- Exercise objective: Return the line that contains "of the wooden" plus every line after it to the end of the entries below, exactly as given, and stop there.

----- Provided data

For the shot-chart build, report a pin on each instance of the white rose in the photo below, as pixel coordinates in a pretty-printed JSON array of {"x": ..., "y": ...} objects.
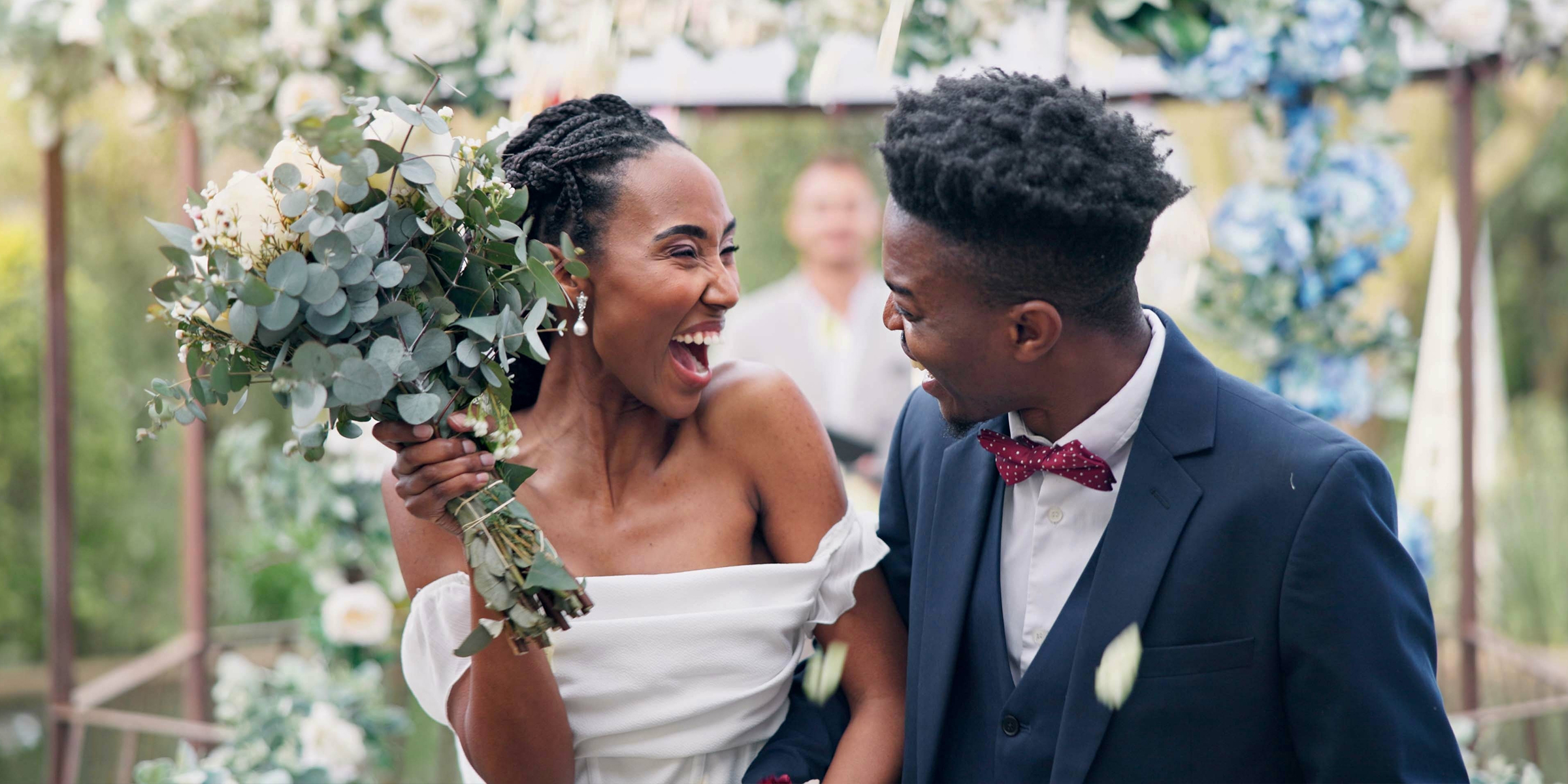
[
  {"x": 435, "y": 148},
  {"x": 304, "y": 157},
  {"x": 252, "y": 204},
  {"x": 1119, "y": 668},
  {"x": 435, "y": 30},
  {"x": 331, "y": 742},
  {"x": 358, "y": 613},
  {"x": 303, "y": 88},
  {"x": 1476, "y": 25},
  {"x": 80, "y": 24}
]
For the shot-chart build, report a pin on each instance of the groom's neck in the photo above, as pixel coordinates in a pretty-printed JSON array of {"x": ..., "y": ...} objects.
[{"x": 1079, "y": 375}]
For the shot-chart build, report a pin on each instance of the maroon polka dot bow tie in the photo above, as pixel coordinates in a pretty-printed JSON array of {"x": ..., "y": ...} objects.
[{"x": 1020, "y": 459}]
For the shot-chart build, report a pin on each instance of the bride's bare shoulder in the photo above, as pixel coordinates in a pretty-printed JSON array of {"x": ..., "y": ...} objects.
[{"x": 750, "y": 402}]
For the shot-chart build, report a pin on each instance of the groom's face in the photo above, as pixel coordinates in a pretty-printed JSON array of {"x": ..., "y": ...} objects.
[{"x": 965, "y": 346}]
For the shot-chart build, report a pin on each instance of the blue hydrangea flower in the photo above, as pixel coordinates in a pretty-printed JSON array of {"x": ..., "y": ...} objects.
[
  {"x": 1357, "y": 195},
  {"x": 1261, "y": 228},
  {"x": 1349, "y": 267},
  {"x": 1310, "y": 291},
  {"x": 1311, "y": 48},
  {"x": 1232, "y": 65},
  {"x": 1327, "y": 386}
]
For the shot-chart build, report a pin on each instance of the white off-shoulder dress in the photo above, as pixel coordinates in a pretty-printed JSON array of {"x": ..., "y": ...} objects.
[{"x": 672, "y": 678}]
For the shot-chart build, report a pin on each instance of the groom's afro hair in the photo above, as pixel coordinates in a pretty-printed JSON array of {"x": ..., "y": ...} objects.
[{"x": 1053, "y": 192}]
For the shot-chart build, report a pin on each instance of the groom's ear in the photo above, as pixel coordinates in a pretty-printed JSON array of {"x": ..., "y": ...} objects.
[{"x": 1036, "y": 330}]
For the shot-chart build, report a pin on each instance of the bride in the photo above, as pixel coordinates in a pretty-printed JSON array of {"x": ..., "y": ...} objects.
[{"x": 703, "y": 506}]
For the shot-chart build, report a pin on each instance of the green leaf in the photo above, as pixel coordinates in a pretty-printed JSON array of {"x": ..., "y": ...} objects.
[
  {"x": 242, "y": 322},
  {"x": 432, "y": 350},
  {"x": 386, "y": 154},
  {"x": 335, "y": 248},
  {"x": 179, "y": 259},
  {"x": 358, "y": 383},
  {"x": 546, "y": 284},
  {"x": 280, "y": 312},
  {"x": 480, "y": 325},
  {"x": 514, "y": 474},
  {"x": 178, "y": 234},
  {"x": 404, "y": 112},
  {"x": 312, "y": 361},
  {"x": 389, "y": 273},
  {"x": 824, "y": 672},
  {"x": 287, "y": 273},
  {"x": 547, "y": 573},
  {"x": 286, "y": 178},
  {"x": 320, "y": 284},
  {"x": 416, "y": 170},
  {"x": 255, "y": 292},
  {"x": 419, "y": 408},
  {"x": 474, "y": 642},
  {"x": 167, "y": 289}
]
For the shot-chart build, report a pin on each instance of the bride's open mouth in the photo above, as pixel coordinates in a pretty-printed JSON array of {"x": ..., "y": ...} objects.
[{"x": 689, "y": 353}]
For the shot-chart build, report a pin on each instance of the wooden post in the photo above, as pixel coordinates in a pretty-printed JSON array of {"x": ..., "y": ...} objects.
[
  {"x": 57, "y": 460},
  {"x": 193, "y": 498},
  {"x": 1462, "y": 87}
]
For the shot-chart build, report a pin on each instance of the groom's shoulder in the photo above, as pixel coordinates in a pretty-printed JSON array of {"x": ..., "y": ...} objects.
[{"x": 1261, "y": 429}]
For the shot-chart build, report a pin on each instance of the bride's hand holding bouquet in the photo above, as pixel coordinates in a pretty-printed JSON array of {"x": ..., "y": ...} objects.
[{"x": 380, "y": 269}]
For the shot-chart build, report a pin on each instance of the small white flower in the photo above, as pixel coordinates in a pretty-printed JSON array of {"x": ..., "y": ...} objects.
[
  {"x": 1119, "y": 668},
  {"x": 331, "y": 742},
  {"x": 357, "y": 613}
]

----------

- Solution for this exercise:
For the shot-chart build, report a pin on each instance of the wooden post in the photo above, as pixel coordinates in a pretty-printed JSON array of {"x": ..., "y": ...} objects.
[
  {"x": 57, "y": 460},
  {"x": 193, "y": 498},
  {"x": 1462, "y": 87}
]
For the shot-chart build, report a pin on each instance of the groom's shoulder in the photo above, as pixel coordinates in a pretty-printed JSON array of {"x": ..., "y": ...} objects.
[{"x": 1261, "y": 429}]
For the shot-chart build, report a pin on each instance of the bride's hand holding bouquet in the photo above, as pixel coordinates in a pretty-printed JSON array of {"x": ..., "y": ...} objects.
[{"x": 380, "y": 269}]
For the shot-chart build, report a pin on each instance of the small white flower in the photo above, as pixel coordinates in a pretty-printed JSON array of {"x": ..., "y": ...} objects.
[
  {"x": 1119, "y": 668},
  {"x": 331, "y": 742},
  {"x": 357, "y": 613}
]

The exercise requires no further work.